GIVEN REQUEST:
Extract the full listing verbatim and drop any pictures from your copy.

================

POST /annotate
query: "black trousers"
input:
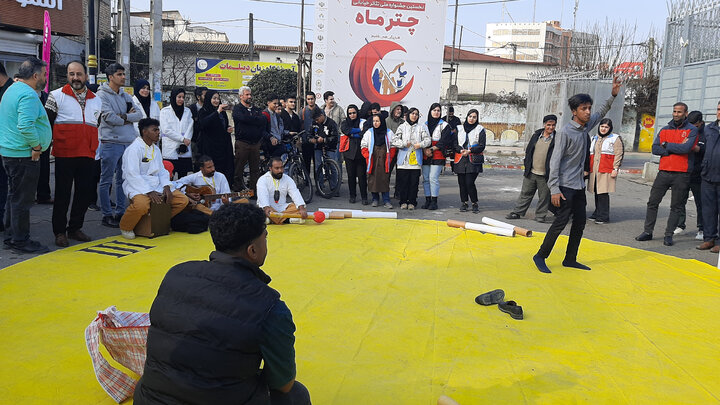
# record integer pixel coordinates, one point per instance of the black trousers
(602, 207)
(182, 166)
(466, 181)
(711, 209)
(76, 171)
(679, 183)
(356, 169)
(43, 187)
(696, 188)
(572, 206)
(406, 183)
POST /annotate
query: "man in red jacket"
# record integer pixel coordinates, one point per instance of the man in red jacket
(673, 144)
(73, 111)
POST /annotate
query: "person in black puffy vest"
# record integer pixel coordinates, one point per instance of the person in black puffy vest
(214, 321)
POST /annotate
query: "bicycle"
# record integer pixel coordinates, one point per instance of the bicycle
(327, 175)
(294, 167)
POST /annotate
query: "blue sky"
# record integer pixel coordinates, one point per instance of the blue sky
(648, 15)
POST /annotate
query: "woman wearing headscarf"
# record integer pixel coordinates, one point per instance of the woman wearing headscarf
(176, 130)
(350, 137)
(144, 103)
(411, 137)
(468, 160)
(214, 132)
(378, 152)
(606, 155)
(434, 159)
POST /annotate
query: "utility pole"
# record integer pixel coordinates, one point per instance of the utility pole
(156, 49)
(92, 44)
(300, 100)
(251, 41)
(123, 39)
(452, 55)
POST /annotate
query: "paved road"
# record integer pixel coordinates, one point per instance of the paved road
(498, 189)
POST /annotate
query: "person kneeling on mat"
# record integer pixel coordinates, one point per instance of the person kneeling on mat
(273, 188)
(214, 321)
(146, 179)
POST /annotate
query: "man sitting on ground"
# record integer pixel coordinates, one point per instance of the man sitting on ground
(207, 176)
(213, 322)
(273, 188)
(146, 179)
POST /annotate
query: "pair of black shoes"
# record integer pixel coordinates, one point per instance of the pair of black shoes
(498, 297)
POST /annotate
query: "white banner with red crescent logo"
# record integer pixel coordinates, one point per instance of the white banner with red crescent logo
(379, 51)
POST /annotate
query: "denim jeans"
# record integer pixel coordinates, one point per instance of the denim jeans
(23, 175)
(431, 180)
(111, 165)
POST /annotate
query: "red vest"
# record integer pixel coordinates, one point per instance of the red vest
(75, 132)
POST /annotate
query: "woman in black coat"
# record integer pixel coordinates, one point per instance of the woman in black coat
(215, 140)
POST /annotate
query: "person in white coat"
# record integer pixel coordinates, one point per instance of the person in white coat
(144, 103)
(411, 137)
(145, 178)
(176, 130)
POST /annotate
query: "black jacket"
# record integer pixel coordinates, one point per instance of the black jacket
(530, 149)
(203, 344)
(711, 159)
(250, 124)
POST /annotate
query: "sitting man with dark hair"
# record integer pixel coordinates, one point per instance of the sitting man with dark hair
(213, 322)
(146, 179)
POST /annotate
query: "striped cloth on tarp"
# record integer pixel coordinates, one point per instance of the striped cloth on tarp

================

ANSWER TO THIS EXERCISE:
POST /annotate
query: "black trousers"
input:
# record integer pixel coordinates, one point per instance of the black trousers
(602, 207)
(182, 166)
(466, 181)
(711, 209)
(76, 171)
(679, 183)
(356, 169)
(43, 187)
(696, 188)
(572, 206)
(406, 183)
POST /annotate
query: "man in red jacket"
# record integer pixel coordinates, one point per instance of the man in red jacket
(673, 144)
(73, 111)
POST /annotate
query: "person in black puffy vest"
# record integer pixel coordinates, one point per instance of the person in black puffy vest
(214, 321)
POST /annotate
query: "bicycle"
# record integer pixel coordinates, one point per instance of the bicycle
(327, 175)
(294, 167)
POST /annotate
query: "blue sky"
# record integer pixel coordinates, one point per instance of the blue sky
(648, 15)
POST /annotate
query: "woman wearing headscarf"
# record integer pixel coordinates, one point per instance of the woman wearing headscarf
(176, 130)
(350, 137)
(144, 103)
(411, 137)
(468, 160)
(214, 132)
(378, 152)
(606, 155)
(434, 159)
POST /annotate
query: "utility pole"
# record integer pixel coordinates, one point per instance of the utility pole
(156, 49)
(92, 44)
(300, 100)
(251, 41)
(123, 39)
(452, 55)
POST /annotate
query: "paved road"
# record integer pixel coordinates, one point per instance of the paved road
(498, 189)
POST /annotate
query: "person kneeling on mat"
# record integer pixel coordinates, one point per instance of the person kneeling on mat
(273, 188)
(214, 321)
(146, 179)
POST /annotate
query: "man sitting on ground"
# record integer pixel coordinates, one point per instance of the man sitting on ground
(207, 176)
(213, 322)
(273, 188)
(146, 179)
POST /annotate
query: "pair of black shoes"
# record integer pixel coordinates, one point per instance of the pair of black shoes
(498, 297)
POST /annotate
query: "white banner with red crescent logo"
# record integer pixel coordinates, one point per instance of the white banner with red crescent logo
(379, 51)
POST /annotate
query: "denim jeans"
# record integer pixel coordinates, one point per instance of the denim jeans
(23, 175)
(431, 180)
(111, 165)
POST /annotate
query: "red vest"
# record integer pixel coordinates, one point per instance of the red vest
(75, 132)
POST /annotate
query: "woman in black coat"
# record integer pixel coordinates, one point per instance of the woman in black coat
(215, 140)
POST /annotate
query: "person in white coat"
# record integer pixel coordinates, one point per instance of the person in white coat
(144, 103)
(411, 137)
(145, 178)
(176, 130)
POST /annotate
query: "black jacket"
# record integer pixel coordinates, one point per instance of the black jacket
(530, 149)
(203, 344)
(711, 159)
(250, 124)
POST /annotate
query: "sitting man with dark hair"
# record integer pixel coordinates, one point per instance of the sitting man with dark hair
(213, 322)
(146, 179)
POST /annotate
query: "striped cloth on tarp"
# record integer pixel coordinates, one point per instance of the striped cloth on tarp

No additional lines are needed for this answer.